§ **Exercise requirements**:
- 1) List every name of a person or character that appears in the film review.
- 2) Retype the records, everything from the line containing "Exercise. Point out the wrist" down to the last line of the records.

§ **Given text**:
Now here's a strange hybrid; a misfit youth film noir and a comedy, and one might say a precursor to the Kitchen Sink dramas of late 1950s and early 1960s British film. 1948's London Belongs to Me imports Richard Attenborough when he was known for playing teenage hoodlums into the world of a Sidney Gilliat comedy, albeit a more humanistic one than his later screwball comedies. It's a mixture that works, united by beautiful photography and an understated gallows humour the film might have done well with indulging in more.
Attenborough's not a comedy version of his typical teen crook characters like the one in Brighton Rock. He plays Percy Boon perfectly straight and his getting caught up in double crossing a car thief has complete sincerity and sense of threat. His heart is vulnerable in two ways--he loves his bedridden mother and desperately wants to woo pretty Doris (Susan Shaw) who lives downstairs with her parents.

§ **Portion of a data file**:

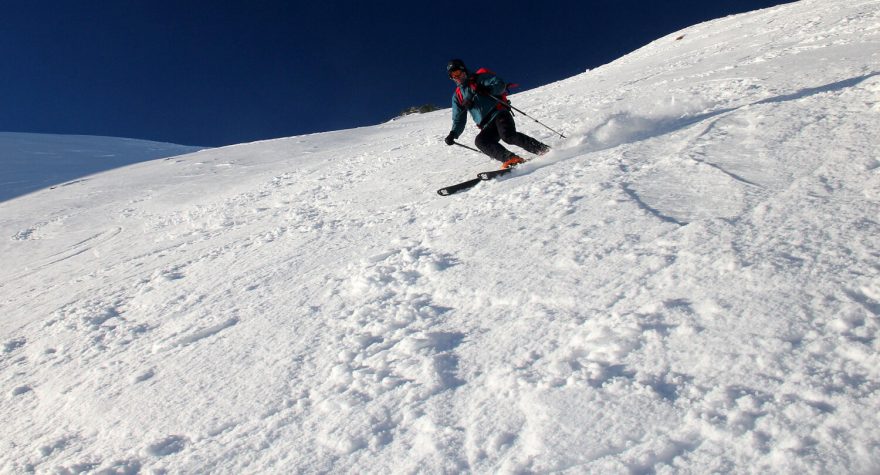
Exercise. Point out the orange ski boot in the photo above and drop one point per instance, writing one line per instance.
(512, 161)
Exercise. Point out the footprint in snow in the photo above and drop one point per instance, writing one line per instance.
(168, 446)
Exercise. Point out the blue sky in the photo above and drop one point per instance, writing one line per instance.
(221, 72)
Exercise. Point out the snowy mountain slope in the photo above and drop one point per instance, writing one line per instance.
(35, 161)
(690, 283)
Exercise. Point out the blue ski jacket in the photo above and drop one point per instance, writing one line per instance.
(473, 96)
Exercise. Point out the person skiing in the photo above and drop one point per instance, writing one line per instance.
(474, 93)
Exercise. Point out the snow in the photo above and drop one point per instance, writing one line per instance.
(35, 161)
(689, 283)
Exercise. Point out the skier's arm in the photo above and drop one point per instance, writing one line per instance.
(459, 118)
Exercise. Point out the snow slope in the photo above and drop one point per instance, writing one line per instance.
(34, 161)
(690, 283)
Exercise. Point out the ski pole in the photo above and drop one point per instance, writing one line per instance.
(465, 146)
(508, 104)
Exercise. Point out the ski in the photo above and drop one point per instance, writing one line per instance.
(494, 173)
(458, 187)
(465, 185)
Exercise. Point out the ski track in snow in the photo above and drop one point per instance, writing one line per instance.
(688, 283)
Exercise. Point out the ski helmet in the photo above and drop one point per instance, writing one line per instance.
(455, 65)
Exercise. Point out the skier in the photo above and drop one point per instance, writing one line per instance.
(492, 117)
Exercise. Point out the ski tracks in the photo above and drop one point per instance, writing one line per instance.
(395, 362)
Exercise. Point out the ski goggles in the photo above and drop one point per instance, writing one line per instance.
(457, 74)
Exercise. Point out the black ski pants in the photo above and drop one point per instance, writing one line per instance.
(503, 128)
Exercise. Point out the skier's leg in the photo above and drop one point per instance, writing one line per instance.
(507, 131)
(487, 142)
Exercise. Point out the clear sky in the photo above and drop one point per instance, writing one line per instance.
(219, 72)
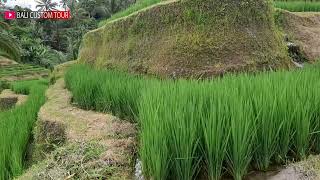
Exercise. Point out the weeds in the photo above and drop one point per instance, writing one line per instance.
(298, 6)
(133, 8)
(16, 126)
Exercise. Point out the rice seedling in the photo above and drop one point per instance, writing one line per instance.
(226, 125)
(298, 6)
(216, 132)
(16, 126)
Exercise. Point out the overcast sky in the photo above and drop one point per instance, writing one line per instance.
(31, 4)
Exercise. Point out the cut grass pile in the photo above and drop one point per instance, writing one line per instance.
(16, 126)
(298, 6)
(222, 127)
(140, 4)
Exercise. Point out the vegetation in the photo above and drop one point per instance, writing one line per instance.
(48, 42)
(8, 45)
(18, 70)
(234, 123)
(16, 126)
(298, 5)
(131, 9)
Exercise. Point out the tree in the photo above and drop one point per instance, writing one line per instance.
(46, 5)
(8, 45)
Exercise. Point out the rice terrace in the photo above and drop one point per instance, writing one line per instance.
(161, 90)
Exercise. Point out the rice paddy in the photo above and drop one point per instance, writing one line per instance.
(21, 70)
(16, 125)
(298, 6)
(210, 128)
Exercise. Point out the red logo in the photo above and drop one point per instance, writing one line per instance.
(9, 15)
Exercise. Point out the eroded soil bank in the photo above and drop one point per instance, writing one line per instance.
(81, 144)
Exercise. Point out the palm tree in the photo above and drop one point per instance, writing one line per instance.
(46, 5)
(8, 46)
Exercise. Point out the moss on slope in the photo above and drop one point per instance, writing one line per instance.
(190, 38)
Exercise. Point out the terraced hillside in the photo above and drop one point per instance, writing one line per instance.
(190, 38)
(12, 72)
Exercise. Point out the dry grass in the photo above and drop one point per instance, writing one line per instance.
(171, 39)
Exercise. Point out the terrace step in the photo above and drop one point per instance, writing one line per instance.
(8, 99)
(61, 124)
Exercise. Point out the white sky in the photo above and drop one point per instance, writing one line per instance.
(31, 4)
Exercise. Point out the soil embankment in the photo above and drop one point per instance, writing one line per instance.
(190, 38)
(304, 30)
(90, 144)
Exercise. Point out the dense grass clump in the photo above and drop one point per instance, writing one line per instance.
(100, 90)
(140, 4)
(214, 127)
(298, 6)
(16, 126)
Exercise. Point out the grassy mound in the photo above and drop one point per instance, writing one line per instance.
(189, 38)
(303, 29)
(16, 125)
(222, 126)
(298, 6)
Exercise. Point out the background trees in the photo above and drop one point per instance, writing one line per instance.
(50, 42)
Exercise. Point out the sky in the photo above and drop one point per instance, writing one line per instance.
(31, 4)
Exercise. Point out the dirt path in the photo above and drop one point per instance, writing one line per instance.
(9, 99)
(60, 121)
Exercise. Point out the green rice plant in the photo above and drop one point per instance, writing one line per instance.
(234, 123)
(106, 91)
(154, 136)
(242, 134)
(298, 6)
(265, 110)
(216, 131)
(16, 126)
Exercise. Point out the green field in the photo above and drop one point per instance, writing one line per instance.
(17, 70)
(225, 126)
(16, 126)
(298, 6)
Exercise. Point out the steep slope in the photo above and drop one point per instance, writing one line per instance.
(189, 38)
(304, 29)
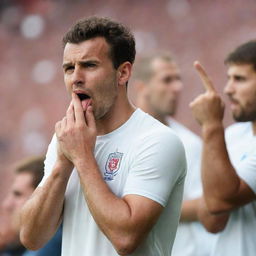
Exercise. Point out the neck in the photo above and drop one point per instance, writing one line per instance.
(146, 108)
(119, 113)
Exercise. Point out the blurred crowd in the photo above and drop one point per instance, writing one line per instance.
(32, 91)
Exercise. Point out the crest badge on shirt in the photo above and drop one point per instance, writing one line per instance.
(112, 165)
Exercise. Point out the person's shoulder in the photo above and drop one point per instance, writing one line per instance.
(150, 125)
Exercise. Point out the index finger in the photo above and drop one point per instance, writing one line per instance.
(207, 83)
(78, 110)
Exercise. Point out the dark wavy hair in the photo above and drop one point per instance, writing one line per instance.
(119, 37)
(244, 54)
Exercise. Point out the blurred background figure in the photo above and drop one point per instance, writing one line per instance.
(229, 156)
(28, 174)
(157, 85)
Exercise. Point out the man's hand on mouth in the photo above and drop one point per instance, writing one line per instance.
(85, 100)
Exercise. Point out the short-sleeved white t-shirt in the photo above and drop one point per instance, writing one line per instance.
(238, 237)
(191, 239)
(141, 157)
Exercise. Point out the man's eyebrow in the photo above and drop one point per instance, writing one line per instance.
(82, 62)
(67, 64)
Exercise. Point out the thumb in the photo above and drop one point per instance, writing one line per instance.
(90, 117)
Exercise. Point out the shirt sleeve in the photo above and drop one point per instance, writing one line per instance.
(247, 170)
(50, 159)
(159, 163)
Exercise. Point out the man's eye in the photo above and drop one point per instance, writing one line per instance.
(90, 64)
(69, 68)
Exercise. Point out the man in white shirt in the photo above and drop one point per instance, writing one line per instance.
(112, 173)
(156, 88)
(229, 162)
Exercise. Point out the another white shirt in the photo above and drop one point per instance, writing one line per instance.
(239, 235)
(141, 157)
(192, 239)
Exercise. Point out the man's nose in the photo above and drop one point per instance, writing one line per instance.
(78, 77)
(176, 86)
(8, 204)
(229, 88)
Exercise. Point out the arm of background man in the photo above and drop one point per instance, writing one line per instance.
(213, 223)
(223, 189)
(125, 221)
(42, 213)
(189, 210)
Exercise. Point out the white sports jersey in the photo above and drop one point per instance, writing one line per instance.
(191, 239)
(238, 237)
(141, 157)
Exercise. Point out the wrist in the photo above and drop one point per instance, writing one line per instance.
(210, 129)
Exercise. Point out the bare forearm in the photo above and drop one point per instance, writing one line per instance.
(220, 181)
(101, 200)
(42, 214)
(213, 223)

§ **In response**:
- 1)
Richard Attenborough
Sidney Gilliat
Percy Boon
Doris
Susan Shaw

- 2)
Exercise. Point out the wrist in the photo above and drop one point per instance, writing one line per instance.
(210, 129)
Exercise. Point out the bare forearm in the photo above and drop one point per instance, writing one line per instance.
(220, 181)
(101, 200)
(42, 214)
(213, 223)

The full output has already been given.